[Dataset entries]
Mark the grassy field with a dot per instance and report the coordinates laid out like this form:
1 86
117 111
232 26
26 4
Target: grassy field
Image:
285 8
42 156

Directions for this task: Would you print all of the entries exactly as they stand?

Result for this task:
Mark the grassy field with a dot per instance and report the coordinates laid out like this form:
1 86
117 111
232 26
26 4
Target: grassy field
Image:
285 8
42 156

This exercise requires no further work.